WORK INSTRUCTIONS - Copy the data that follows exactly, and include none of its images.

GIVEN RECORDS -
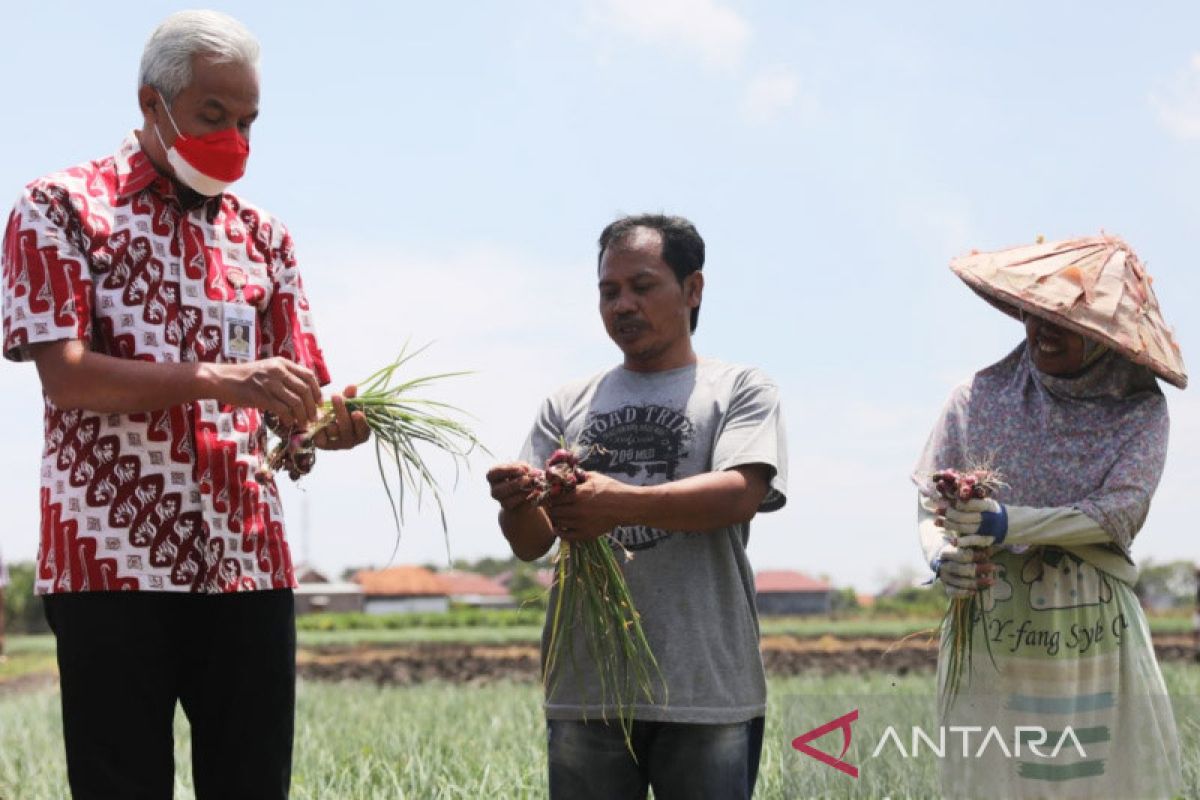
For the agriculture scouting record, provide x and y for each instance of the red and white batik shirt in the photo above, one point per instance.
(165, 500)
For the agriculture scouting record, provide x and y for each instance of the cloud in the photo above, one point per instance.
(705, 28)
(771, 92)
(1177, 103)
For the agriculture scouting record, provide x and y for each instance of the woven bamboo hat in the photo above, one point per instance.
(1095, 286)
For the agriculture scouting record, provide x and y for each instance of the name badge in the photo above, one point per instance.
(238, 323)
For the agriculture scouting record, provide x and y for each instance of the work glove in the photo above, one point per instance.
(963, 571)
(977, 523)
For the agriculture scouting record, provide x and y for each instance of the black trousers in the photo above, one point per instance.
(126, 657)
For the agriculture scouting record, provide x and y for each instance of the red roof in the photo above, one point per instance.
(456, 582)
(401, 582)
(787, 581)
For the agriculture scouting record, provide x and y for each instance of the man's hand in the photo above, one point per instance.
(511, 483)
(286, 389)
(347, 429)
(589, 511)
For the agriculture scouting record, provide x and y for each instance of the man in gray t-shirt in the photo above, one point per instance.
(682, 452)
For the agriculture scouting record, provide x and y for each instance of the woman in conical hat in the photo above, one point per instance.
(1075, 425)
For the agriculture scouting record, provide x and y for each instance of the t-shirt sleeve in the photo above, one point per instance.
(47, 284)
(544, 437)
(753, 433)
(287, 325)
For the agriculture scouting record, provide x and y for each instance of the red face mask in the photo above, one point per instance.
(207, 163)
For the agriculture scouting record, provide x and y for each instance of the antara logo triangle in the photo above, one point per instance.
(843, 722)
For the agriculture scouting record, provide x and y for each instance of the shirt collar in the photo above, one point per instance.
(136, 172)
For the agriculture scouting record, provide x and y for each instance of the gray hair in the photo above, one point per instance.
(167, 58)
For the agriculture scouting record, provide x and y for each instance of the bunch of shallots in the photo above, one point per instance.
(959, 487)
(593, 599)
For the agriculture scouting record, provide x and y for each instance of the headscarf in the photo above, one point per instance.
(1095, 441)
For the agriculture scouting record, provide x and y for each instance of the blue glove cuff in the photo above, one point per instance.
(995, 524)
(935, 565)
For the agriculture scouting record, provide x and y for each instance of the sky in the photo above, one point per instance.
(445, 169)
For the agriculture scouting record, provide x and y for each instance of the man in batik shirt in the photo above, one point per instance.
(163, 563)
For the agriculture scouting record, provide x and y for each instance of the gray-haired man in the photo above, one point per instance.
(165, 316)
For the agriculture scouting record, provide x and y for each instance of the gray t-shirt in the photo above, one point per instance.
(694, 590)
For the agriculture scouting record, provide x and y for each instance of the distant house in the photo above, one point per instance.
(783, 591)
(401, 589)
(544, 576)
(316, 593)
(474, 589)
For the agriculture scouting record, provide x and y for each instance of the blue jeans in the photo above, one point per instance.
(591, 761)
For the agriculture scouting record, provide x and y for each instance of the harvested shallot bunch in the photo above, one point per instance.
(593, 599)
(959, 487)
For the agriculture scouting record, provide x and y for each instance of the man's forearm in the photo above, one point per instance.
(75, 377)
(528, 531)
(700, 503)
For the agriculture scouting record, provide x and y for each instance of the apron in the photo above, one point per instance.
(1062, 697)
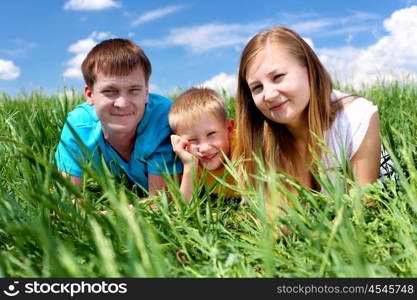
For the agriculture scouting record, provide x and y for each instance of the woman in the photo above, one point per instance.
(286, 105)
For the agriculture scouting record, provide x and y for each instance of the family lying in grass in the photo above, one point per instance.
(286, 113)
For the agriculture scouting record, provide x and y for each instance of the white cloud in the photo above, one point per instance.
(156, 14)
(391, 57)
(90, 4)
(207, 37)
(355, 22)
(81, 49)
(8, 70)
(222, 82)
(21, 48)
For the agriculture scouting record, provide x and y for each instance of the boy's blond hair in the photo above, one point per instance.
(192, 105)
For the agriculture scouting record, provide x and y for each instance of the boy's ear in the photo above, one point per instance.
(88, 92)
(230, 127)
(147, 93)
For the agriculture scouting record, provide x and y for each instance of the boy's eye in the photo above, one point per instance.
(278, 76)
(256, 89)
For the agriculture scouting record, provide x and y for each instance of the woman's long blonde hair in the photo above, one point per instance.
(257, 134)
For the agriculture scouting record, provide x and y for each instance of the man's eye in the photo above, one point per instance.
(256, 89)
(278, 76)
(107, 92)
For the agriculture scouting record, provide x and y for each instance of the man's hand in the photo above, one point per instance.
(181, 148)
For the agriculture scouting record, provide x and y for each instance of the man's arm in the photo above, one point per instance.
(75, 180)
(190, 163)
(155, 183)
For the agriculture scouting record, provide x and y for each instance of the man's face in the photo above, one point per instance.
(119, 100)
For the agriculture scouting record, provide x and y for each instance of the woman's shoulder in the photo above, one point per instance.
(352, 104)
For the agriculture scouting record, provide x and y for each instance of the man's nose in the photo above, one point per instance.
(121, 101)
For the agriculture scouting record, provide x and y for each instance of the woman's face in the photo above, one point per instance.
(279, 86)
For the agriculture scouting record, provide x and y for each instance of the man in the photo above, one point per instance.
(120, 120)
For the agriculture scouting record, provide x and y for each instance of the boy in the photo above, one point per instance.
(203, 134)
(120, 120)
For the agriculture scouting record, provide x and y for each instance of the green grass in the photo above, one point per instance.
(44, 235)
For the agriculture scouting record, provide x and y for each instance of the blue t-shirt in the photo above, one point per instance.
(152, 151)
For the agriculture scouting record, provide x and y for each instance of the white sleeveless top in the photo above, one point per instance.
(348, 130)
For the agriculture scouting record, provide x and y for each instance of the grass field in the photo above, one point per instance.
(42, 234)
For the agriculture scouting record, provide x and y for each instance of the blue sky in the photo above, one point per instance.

RESULT FOR THIS EXERCISE -
For the agriculture scouting record, provide x and y for each instance of the red and white batik shirt in the photo above, one point per instance.
(165, 500)
For the agriculture scouting record, provide x and y for each instance of the cloud in the photo above, one point per instance.
(705, 28)
(771, 92)
(1177, 103)
For the agriculture scouting record, provide x and y for each instance of the woven bamboo hat in the photo above, one point per instance.
(1095, 286)
For the agriculture scouting record, provide x and y for each instance of the name badge in the photo above, one point per instance.
(238, 323)
For the agriculture scouting record, provide x and y for each instance of the work glove in the photo above, one point per instance.
(963, 571)
(977, 523)
For the agriculture scouting record, provide x and y for each instance of the black trousers in the photo above, one point per instance.
(126, 657)
For the agriculture scouting record, provide x and y for each instance of the red roof in the photo above, one point per instance.
(456, 582)
(401, 582)
(787, 581)
For the agriculture scouting record, provide x and y for each instance of the man's hand in the photo above, one point per instance.
(511, 483)
(286, 389)
(347, 429)
(589, 511)
For the agriculture scouting record, provide x and y for each instance of the man in gray t-shirt in the photo above, one point per instance.
(682, 452)
For the agriculture scouting record, provide x and y for each instance of the woman in conical hat in the photo above, one point per instance.
(1075, 425)
For the agriculture scouting record, provide x and y for each instance of the t-shirt sleeve in the photo above, one point per instance.
(47, 284)
(544, 437)
(753, 433)
(287, 325)
For the agriculture scouting record, provide x and y for each instance of the red face mask in the photo above, one point per instance.
(207, 163)
For the agriculture scouting record, provide x and y for each instance of the antara logo triangle in the photo above, one point per instance.
(843, 722)
For the agriculture scouting record, provide x and y for each instance of the shirt collar in the photo above, one point per instance.
(136, 172)
For the agriculture scouting record, provide x and y for each instance of the gray hair in the photo above, one point per instance.
(167, 58)
For the agriculture scouting record, provide x and y for each instance of the bunch of shallots in the photo above, one point per instance.
(959, 487)
(593, 599)
For the agriculture scouting record, provide x and y for each instance of the headscarf in the photo above, one point per instance.
(1095, 441)
For the agriculture scouting record, provide x and y for each instance of the blue glove cuff in the photo above, one point per instance.
(995, 524)
(935, 565)
For the agriculture scouting record, provide x and y for each instance of the sky in the photo above, one point per instance.
(445, 169)
For the agriculture scouting record, provide x and y for each instance of the man in batik shirt in the photo above, one point per instance.
(163, 563)
For the agriculture scouting record, provide x and y for each instance of the gray-haired man in the photo above, one point per instance.
(165, 316)
For the agriculture scouting record, provide x and y for each instance of the gray t-shirt in the photo above, one point per instance.
(694, 590)
For the agriculture scouting record, provide x and y for each instance of the distant house in the photo above, one point per instance.
(783, 591)
(401, 589)
(544, 576)
(316, 593)
(474, 589)
For the agriculture scouting record, provide x and y for each instance of the blue jeans in the photo above, one point per instance.
(591, 761)
For the agriculture scouting record, provide x and y for each instance of the harvested shallot bunch in the photo above, one point per instance.
(593, 599)
(959, 487)
For the agriculture scouting record, provide x and y for each instance of the man's forearm in the photo above, one point per instance.
(75, 377)
(528, 531)
(700, 503)
For the agriculture scouting record, provide x and y for each instance of the apron in the photo above, one point per instance.
(1062, 697)
For the agriculture scouting record, provide x and y for each instance of the woman in the photo above, one point per instance.
(286, 105)
For the agriculture scouting record, provide x and y for each instance of the family lying in grass in the photo above, one point per instance.
(286, 113)
For the agriculture scouting record, provide x and y for each instance of the white cloud in the photo above, one point per instance.
(156, 14)
(391, 57)
(90, 4)
(207, 37)
(355, 22)
(81, 49)
(8, 70)
(222, 82)
(21, 48)
For the agriculture scouting record, provide x and y for each instance of the boy's blond hair in the photo above, one point per instance.
(192, 105)
For the agriculture scouting record, provide x and y for each instance of the boy's ear in the photo above, one point per instance.
(88, 92)
(230, 127)
(147, 93)
For the agriculture scouting record, provide x and y for each instance of the boy's eye in the photo above, one point per instance.
(278, 76)
(256, 89)
For the agriculture scouting record, provide x and y for each instance of the woman's long blonde hair in the photo above, one point per instance.
(257, 134)
For the agriculture scouting record, provide x and y for each instance of the man's eye in the photo above, one point per instance.
(256, 89)
(278, 76)
(107, 92)
For the agriculture scouting record, provide x and y for each instance of the man's hand in the photo above, one point per instance.
(181, 148)
For the agriculture scouting record, provide x and y for each instance of the man's arm in the photo above, one point per instance.
(75, 180)
(190, 163)
(155, 183)
For the agriculture scouting record, provide x and y for each instance of the man's face in the photo above, one point per instance.
(119, 100)
For the agriculture scouting record, provide x and y for each instance of the woman's shoulder in the photo above, one point per instance.
(352, 104)
For the agriculture scouting record, provide x and y for each instance of the man's nose in the photo above, one point per instance.
(121, 101)
For the agriculture scouting record, provide x and y for each instance of the woman's face in the photo above, one point per instance.
(279, 86)
For the agriculture scouting record, provide x and y for each instance of the man in the photo above, one point per instance.
(120, 120)
For the agriculture scouting record, provide x and y for each instance of the boy in the photo above, one point per instance.
(203, 134)
(120, 120)
For the agriculture scouting record, provide x and y for each instance of the green grass in the photo above, one point per instance.
(44, 235)
For the agriculture scouting record, provide x and y for each instance of the blue t-shirt in the photo above, one point per instance.
(152, 151)
For the agriculture scouting record, provide x and y for each instance of the white sleeveless top in the photo above, one point per instance.
(348, 130)
For the agriculture scouting record, provide x and y for each instance of the grass field in the photo above, one point per instance.
(42, 234)
For the agriculture scouting record, provide x and y for each instance of the blue sky in the photo above, one point per instance.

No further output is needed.